Task objective ▸ Reproduce precisely the lines of the material below from the line containing "Locate every instance of the eyeglasses" up to and including its last line. Pictures must not be copied.

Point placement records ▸
....................

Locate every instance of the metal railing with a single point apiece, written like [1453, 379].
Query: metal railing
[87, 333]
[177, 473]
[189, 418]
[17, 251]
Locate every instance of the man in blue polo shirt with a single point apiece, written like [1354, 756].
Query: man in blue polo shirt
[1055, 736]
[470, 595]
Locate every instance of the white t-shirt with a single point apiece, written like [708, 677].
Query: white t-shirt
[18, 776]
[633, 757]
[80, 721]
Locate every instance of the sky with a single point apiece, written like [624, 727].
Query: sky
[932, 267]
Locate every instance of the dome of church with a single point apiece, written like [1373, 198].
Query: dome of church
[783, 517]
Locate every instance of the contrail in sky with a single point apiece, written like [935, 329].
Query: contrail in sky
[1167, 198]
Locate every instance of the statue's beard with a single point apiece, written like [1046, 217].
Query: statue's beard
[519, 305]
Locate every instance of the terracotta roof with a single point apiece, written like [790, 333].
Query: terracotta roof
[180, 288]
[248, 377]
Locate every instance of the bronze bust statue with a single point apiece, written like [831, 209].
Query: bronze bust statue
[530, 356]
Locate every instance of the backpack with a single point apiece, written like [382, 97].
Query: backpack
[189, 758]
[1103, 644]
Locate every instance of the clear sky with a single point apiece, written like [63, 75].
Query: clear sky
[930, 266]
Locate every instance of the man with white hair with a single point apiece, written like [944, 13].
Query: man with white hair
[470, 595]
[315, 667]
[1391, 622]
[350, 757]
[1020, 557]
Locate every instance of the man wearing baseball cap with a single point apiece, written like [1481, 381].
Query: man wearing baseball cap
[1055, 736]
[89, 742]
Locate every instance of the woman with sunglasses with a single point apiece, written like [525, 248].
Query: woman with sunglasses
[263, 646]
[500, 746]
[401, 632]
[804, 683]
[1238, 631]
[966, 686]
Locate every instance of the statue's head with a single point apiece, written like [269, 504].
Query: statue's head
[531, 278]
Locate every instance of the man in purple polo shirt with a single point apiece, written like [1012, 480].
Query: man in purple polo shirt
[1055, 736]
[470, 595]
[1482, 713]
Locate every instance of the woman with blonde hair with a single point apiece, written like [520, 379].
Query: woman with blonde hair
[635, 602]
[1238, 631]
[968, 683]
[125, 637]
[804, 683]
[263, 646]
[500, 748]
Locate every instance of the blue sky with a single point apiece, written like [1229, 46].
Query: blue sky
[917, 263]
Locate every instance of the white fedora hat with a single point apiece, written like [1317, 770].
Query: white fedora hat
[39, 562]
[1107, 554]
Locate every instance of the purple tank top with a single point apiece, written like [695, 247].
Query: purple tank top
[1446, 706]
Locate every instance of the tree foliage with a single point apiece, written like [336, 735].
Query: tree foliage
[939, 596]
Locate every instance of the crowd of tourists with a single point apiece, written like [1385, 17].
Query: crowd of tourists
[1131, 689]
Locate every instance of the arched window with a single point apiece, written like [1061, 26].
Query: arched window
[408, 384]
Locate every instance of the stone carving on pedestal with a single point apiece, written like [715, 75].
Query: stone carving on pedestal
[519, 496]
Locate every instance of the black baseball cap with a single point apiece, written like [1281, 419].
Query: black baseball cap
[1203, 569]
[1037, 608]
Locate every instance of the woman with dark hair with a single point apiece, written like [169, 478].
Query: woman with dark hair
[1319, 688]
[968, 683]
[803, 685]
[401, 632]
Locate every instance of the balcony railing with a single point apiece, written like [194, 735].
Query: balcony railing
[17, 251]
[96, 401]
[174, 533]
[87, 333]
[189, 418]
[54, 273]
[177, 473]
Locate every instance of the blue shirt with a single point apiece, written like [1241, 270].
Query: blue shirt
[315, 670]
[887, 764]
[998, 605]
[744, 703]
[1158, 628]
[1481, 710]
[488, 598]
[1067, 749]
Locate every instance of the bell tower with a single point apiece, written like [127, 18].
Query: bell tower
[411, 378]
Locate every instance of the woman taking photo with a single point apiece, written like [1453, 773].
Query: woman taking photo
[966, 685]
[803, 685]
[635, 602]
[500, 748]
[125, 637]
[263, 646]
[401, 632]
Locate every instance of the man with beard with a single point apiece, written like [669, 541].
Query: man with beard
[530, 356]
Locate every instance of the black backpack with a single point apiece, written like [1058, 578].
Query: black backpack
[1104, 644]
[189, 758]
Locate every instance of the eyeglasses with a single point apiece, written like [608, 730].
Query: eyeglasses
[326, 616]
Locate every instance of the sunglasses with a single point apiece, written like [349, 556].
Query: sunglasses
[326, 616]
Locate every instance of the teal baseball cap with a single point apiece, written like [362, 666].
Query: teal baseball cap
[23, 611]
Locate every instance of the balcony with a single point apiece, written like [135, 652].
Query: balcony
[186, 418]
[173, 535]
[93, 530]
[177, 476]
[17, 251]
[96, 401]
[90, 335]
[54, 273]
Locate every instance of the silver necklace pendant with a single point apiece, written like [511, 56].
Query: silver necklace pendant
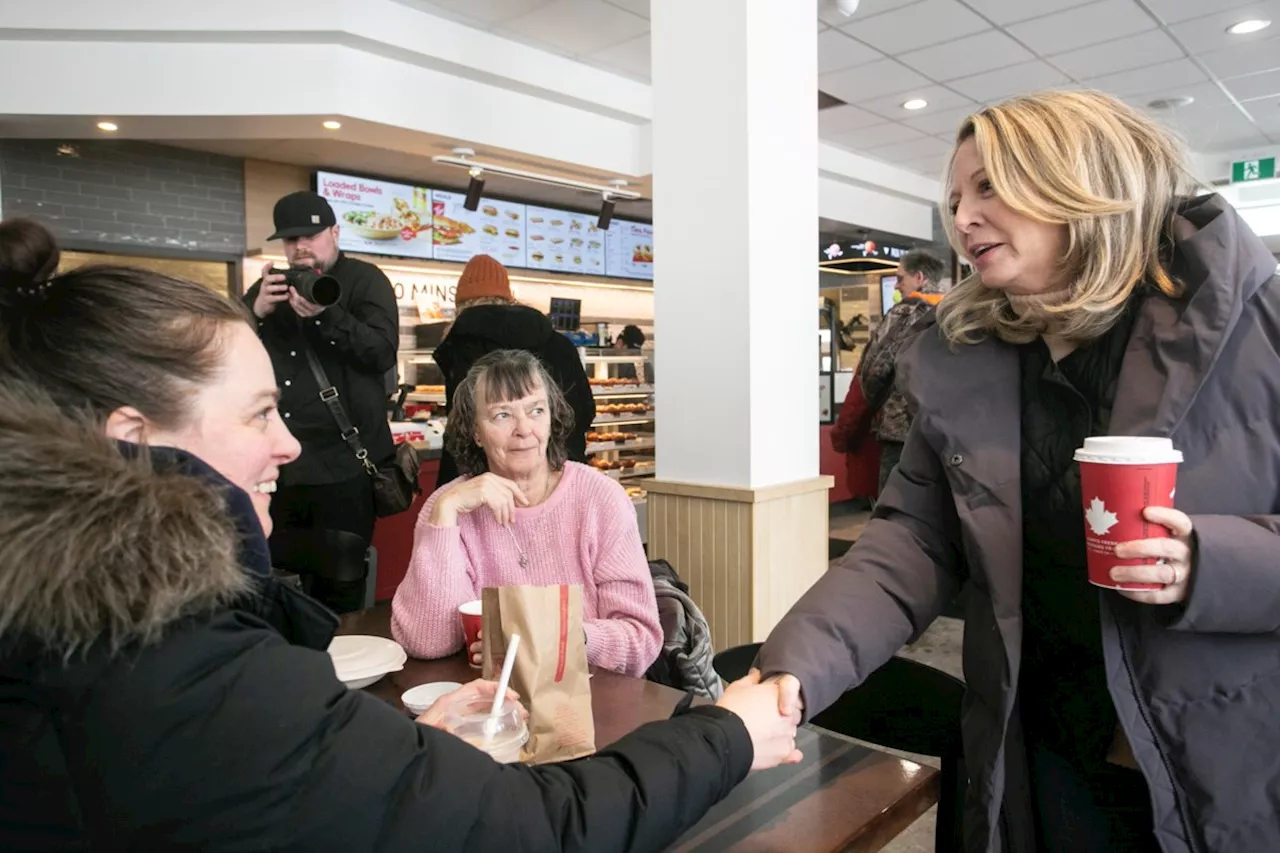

....................

Result of the exercise ▸
Locate every instance of the eyeglasses with a single point apiece, written like [608, 730].
Query: eyeglasses
[326, 616]
Locate every instance of the sunglasses with a single point apiece, written like [349, 556].
Query: sunglasses
[326, 616]
Locate every instance of the teal baseball cap with a single point apiece, written like [362, 666].
Query: teal baseball cap
[23, 611]
Locate every instance of the balcony with a single point apiece, written like [135, 652].
Query: balcony
[186, 418]
[173, 535]
[93, 530]
[177, 476]
[17, 251]
[96, 401]
[90, 335]
[54, 273]
Locate every instance of the silver necklace pendant with a single point apiece, written like [511, 56].
Query: silver necklace pendant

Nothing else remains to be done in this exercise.